Task statement » Copy the records word for word from their beginning through the line containing "positive clicks: (1009, 811)", including that line, and leave out any pictures.

================

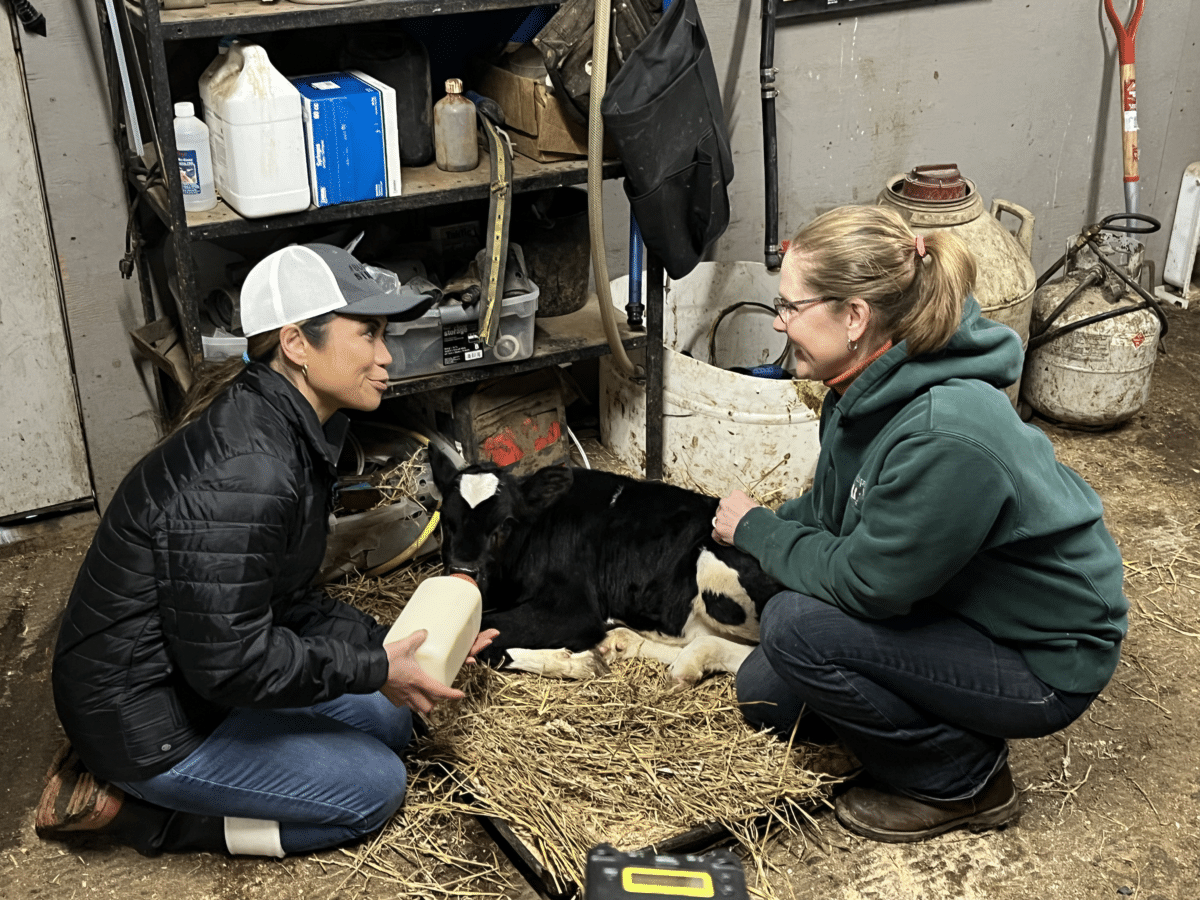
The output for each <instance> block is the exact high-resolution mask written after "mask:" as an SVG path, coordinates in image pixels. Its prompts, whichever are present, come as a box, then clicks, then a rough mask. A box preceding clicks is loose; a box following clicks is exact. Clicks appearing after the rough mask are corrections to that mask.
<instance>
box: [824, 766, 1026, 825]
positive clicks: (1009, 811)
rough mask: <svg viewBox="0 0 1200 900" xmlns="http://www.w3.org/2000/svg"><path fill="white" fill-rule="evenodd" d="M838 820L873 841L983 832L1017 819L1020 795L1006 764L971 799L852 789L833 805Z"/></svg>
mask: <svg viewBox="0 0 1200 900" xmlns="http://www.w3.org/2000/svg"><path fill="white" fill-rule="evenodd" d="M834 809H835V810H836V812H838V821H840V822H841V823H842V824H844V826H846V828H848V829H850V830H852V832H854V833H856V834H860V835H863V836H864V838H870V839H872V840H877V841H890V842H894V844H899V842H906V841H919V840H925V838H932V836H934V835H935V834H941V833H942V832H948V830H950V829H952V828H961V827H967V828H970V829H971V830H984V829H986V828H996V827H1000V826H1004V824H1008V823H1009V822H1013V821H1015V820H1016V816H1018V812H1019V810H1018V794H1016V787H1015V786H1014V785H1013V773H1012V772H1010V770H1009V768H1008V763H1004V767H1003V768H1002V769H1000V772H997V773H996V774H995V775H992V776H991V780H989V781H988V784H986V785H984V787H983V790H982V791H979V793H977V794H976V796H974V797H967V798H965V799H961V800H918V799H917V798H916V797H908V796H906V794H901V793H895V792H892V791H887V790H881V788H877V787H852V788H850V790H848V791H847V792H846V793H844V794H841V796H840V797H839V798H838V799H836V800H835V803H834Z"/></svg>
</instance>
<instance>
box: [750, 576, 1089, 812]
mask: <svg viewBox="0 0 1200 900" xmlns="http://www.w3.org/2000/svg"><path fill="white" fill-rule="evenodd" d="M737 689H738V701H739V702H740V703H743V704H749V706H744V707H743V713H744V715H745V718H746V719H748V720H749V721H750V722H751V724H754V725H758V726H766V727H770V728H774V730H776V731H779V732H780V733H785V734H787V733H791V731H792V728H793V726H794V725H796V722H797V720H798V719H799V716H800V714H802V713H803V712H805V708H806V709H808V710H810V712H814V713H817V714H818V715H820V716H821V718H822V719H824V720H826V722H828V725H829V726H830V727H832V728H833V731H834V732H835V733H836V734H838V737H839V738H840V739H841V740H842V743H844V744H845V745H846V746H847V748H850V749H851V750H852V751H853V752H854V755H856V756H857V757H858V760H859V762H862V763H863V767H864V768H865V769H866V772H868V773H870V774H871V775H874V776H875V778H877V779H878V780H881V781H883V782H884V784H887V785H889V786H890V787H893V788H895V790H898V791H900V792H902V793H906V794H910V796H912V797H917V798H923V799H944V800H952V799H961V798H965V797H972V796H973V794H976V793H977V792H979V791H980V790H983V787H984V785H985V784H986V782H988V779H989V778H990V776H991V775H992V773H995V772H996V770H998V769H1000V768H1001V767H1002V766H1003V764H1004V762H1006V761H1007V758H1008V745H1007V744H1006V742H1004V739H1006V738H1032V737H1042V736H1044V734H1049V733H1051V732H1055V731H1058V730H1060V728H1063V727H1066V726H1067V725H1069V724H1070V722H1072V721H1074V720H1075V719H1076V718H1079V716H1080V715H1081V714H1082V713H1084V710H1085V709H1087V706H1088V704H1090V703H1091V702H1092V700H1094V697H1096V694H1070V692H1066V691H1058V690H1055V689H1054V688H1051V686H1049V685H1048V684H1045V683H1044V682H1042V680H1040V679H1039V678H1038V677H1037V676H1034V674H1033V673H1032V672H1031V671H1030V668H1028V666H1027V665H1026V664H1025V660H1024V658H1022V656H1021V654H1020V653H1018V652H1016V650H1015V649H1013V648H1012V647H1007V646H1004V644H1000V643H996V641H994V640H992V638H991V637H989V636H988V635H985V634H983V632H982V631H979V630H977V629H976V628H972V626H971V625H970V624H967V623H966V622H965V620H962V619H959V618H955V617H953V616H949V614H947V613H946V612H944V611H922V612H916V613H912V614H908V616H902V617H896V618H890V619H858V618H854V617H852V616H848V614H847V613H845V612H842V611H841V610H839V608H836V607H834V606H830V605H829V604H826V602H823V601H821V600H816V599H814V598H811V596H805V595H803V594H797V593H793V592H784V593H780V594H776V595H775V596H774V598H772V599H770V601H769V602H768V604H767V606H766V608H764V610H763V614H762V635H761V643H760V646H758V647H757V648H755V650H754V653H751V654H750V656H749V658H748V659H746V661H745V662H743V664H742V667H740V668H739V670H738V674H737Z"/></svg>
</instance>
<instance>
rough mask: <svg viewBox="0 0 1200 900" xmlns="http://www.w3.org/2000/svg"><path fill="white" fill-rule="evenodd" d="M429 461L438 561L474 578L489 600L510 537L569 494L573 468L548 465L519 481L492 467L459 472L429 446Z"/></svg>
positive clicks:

================

Response »
The output for each <instance> block is the exact high-resolution mask written after "mask:" as an SVG path, coordinates in image pixels. Its prompts, whichever are present, come as a box, then clicks, then a rough mask. A box preceding clicks is loose; a box following clicks is exact. Clicks appearing after the rough mask are corrections to that mask.
<instance>
box: [824, 766, 1026, 825]
positive clicks: (1009, 811)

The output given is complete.